◆ Your instructions ◆
Give only the number of lines in the material below that contain the string "banner".

◆ Source data ◆
......
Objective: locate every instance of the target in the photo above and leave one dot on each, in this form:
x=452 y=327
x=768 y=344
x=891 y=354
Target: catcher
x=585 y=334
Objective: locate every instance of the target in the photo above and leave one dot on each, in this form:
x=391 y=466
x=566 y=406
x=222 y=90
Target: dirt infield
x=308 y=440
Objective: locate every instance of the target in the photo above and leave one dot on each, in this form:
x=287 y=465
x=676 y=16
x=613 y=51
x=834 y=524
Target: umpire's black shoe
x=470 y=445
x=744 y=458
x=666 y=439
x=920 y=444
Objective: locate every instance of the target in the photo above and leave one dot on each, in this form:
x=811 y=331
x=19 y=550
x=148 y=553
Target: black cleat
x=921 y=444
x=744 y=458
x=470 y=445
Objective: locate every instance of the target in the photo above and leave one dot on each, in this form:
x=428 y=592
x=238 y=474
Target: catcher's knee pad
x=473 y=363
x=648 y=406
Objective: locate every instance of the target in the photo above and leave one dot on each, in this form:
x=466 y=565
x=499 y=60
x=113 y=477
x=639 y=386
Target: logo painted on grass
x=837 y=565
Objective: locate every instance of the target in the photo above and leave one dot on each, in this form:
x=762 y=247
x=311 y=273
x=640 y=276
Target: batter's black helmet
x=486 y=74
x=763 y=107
......
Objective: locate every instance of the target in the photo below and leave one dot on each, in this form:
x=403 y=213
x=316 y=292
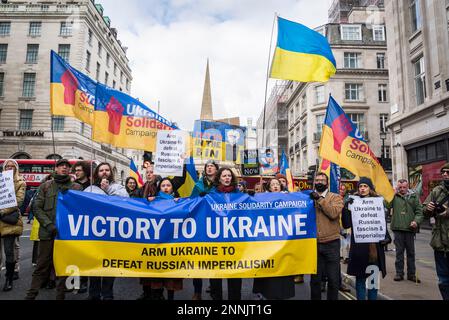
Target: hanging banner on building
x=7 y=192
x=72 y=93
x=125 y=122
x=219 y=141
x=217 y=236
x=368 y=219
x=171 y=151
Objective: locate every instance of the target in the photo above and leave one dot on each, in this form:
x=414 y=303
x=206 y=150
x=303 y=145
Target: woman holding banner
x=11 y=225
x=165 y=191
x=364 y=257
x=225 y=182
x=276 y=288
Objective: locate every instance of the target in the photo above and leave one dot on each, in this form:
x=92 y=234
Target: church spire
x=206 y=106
......
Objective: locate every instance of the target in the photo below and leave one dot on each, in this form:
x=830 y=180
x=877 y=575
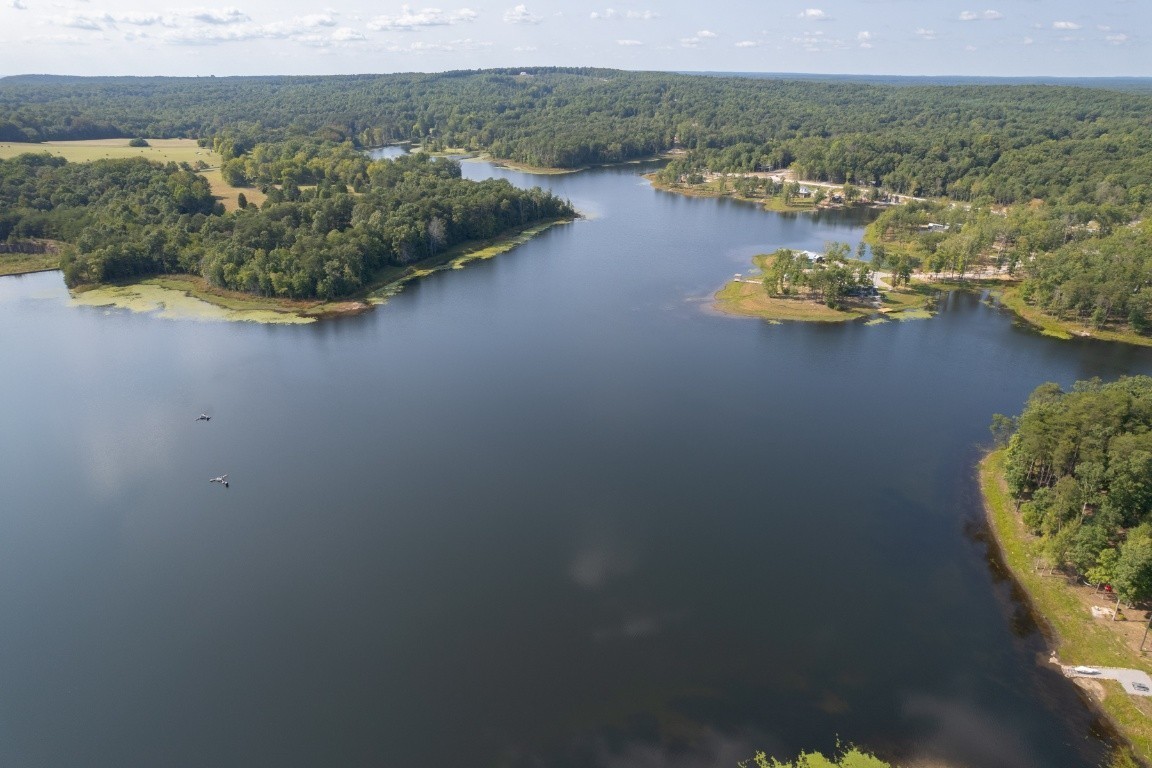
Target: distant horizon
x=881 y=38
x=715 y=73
......
◆ Right answer ◆
2